Material
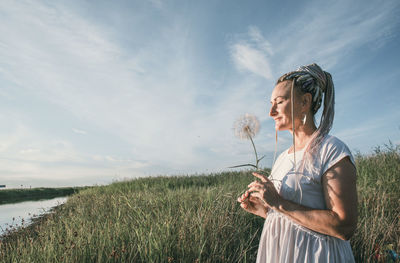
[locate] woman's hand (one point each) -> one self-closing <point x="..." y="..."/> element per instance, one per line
<point x="265" y="191"/>
<point x="252" y="204"/>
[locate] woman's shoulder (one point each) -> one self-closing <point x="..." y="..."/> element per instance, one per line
<point x="333" y="150"/>
<point x="332" y="141"/>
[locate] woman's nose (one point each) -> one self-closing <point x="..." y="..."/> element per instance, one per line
<point x="272" y="111"/>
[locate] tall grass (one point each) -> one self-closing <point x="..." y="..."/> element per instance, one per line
<point x="378" y="187"/>
<point x="191" y="219"/>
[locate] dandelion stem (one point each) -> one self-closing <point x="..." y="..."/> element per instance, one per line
<point x="255" y="151"/>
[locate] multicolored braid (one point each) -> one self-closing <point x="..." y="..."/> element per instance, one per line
<point x="312" y="79"/>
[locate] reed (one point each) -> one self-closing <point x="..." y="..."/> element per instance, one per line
<point x="192" y="219"/>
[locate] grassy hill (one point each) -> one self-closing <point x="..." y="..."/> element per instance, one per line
<point x="192" y="219"/>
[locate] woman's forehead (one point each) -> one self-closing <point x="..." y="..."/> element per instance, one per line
<point x="282" y="89"/>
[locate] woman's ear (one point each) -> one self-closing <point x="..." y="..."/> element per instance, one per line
<point x="307" y="101"/>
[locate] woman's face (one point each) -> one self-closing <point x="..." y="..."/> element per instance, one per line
<point x="281" y="107"/>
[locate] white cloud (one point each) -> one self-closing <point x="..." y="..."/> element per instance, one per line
<point x="251" y="54"/>
<point x="79" y="131"/>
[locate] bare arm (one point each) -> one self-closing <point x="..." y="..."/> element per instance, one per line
<point x="339" y="185"/>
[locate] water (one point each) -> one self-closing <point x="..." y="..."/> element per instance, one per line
<point x="14" y="214"/>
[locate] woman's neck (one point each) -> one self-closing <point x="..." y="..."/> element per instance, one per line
<point x="303" y="135"/>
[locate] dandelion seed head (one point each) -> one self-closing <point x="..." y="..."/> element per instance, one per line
<point x="246" y="127"/>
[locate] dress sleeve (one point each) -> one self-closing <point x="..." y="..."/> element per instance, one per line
<point x="335" y="150"/>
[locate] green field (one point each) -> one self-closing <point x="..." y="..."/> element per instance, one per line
<point x="192" y="219"/>
<point x="20" y="195"/>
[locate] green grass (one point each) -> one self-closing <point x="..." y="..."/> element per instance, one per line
<point x="21" y="195"/>
<point x="191" y="219"/>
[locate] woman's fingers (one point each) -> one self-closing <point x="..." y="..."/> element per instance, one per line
<point x="261" y="177"/>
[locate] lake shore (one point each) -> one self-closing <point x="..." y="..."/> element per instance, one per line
<point x="193" y="219"/>
<point x="8" y="196"/>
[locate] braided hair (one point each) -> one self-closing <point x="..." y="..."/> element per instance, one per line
<point x="312" y="79"/>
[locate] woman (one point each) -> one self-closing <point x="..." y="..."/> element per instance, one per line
<point x="310" y="199"/>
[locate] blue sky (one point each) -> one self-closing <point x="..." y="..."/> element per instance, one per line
<point x="96" y="91"/>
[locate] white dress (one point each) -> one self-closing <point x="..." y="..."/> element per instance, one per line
<point x="283" y="240"/>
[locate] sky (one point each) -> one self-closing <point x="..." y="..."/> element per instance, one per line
<point x="93" y="92"/>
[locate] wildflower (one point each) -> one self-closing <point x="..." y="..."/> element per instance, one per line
<point x="246" y="127"/>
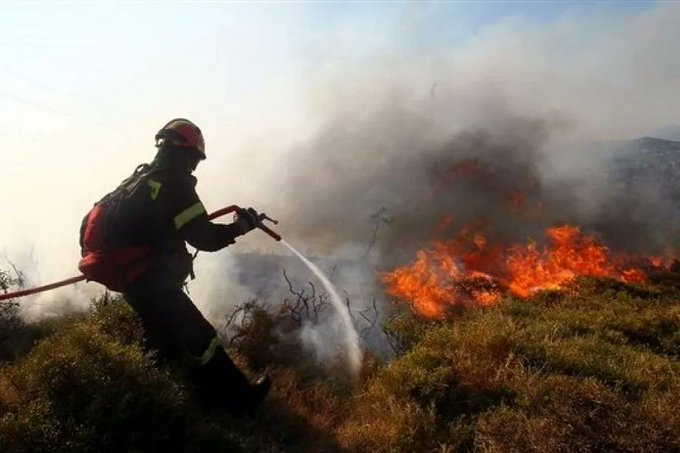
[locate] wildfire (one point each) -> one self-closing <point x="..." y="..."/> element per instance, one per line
<point x="469" y="269"/>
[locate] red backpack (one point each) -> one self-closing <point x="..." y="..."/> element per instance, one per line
<point x="113" y="265"/>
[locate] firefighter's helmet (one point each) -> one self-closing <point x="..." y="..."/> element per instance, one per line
<point x="182" y="133"/>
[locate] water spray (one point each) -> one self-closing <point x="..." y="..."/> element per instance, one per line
<point x="351" y="337"/>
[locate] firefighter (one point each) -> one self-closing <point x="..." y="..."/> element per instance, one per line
<point x="148" y="220"/>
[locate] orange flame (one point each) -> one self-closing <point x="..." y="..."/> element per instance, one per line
<point x="468" y="269"/>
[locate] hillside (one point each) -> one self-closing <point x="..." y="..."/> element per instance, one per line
<point x="593" y="368"/>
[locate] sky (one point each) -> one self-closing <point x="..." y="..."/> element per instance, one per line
<point x="84" y="87"/>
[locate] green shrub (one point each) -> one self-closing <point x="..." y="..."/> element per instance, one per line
<point x="85" y="390"/>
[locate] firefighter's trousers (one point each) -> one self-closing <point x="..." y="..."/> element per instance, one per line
<point x="177" y="329"/>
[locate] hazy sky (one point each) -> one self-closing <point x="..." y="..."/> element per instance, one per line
<point x="84" y="86"/>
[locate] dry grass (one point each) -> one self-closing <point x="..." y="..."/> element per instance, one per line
<point x="592" y="369"/>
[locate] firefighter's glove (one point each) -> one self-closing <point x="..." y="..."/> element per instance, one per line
<point x="247" y="219"/>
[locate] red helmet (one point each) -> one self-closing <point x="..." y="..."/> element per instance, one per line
<point x="182" y="132"/>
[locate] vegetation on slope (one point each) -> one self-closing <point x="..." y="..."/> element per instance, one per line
<point x="595" y="368"/>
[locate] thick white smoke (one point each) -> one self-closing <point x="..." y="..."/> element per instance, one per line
<point x="370" y="132"/>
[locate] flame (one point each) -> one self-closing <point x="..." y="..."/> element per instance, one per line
<point x="468" y="269"/>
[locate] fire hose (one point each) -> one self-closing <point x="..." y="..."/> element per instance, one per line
<point x="79" y="278"/>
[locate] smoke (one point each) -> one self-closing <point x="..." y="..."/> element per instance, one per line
<point x="518" y="102"/>
<point x="382" y="148"/>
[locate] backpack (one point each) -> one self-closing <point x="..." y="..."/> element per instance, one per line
<point x="104" y="258"/>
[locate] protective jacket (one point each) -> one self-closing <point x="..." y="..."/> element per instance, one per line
<point x="147" y="222"/>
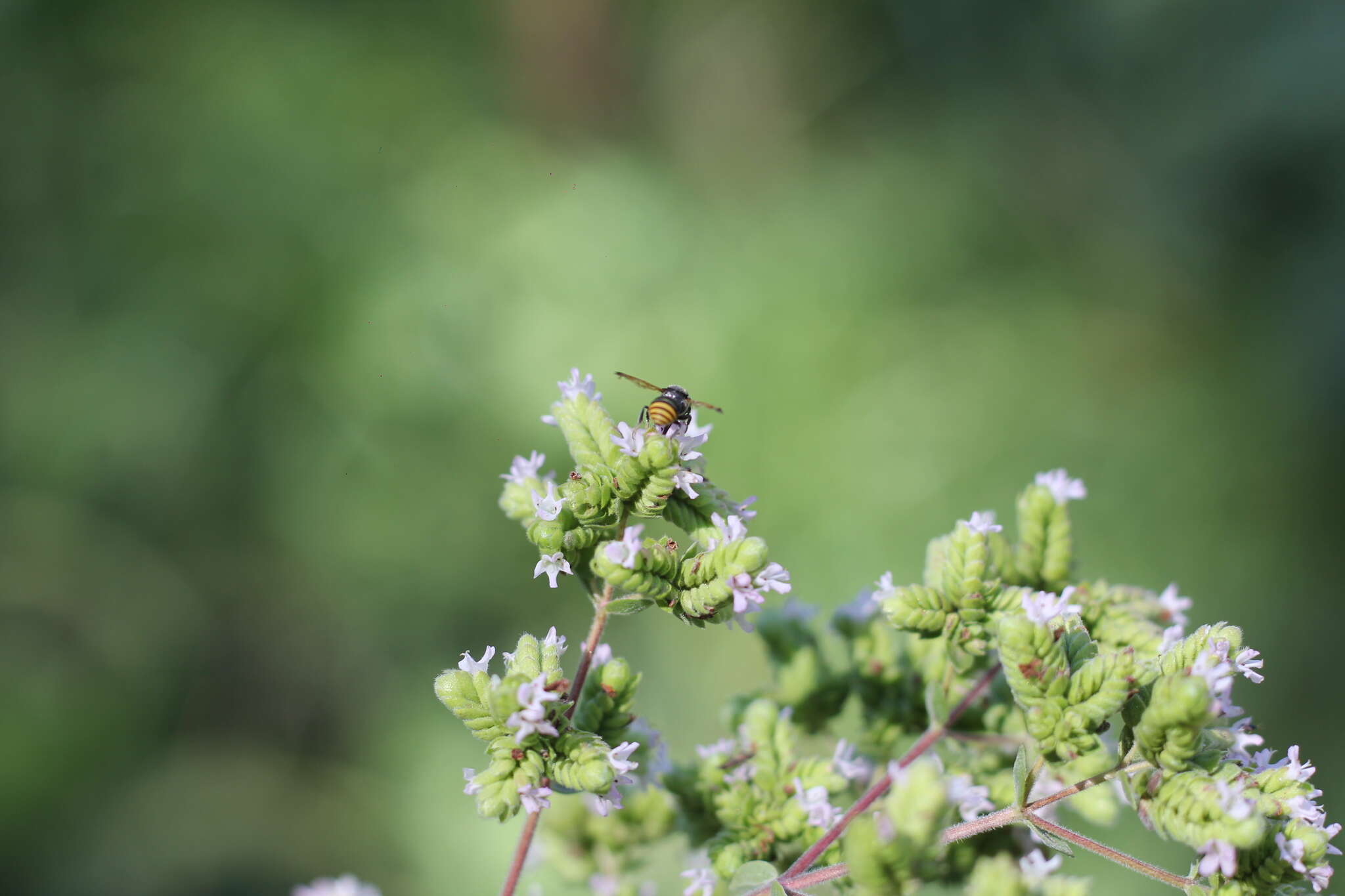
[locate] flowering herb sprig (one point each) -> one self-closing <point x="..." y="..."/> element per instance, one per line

Short task
Set down, unchanged, only the lines running from the line with "[locate] dry grass" to the last line, including both. Pictures stay out of the copy.

Written solution
[locate] dry grass (one point each) -> one self-closing <point x="..." y="..."/> element per instance, one per line
<point x="592" y="369"/>
[locate] firefighter's glove (one point each) -> one self-closing <point x="..." y="..."/> element per instance, one per line
<point x="247" y="219"/>
[locate] red helmet (one point each) -> one self-closing <point x="..." y="..."/> element per instance, one per line
<point x="182" y="132"/>
[locate] vegetation on slope (one point each) -> one self-closing <point x="..." y="..."/> element per instance, one per line
<point x="595" y="368"/>
[locate] thick white smoke (one point each) -> one self-closing <point x="..." y="..."/> element per instance, one per line
<point x="370" y="132"/>
[locate] flame (one point each) -> one self-closing <point x="..." y="..."/> element per instance, one per line
<point x="468" y="269"/>
[locate] fire hose (one point each) -> one self-closing <point x="..." y="..."/> element per instance, one per line
<point x="79" y="278"/>
[locate] smoke (one point each) -> one self-closing <point x="..." y="..."/> element per instance, one per line
<point x="518" y="102"/>
<point x="382" y="148"/>
[locate] backpack (one point each) -> one self-closing <point x="..." y="..."/> element per instance, one per line
<point x="104" y="258"/>
[locate] protective jacket (one point each) -> one self-closing <point x="..." y="..."/> element per instance, one per line
<point x="147" y="222"/>
[locate] flowering herb sprig (one point each) -> one self-closing <point x="..." y="..."/> element per instance, one per line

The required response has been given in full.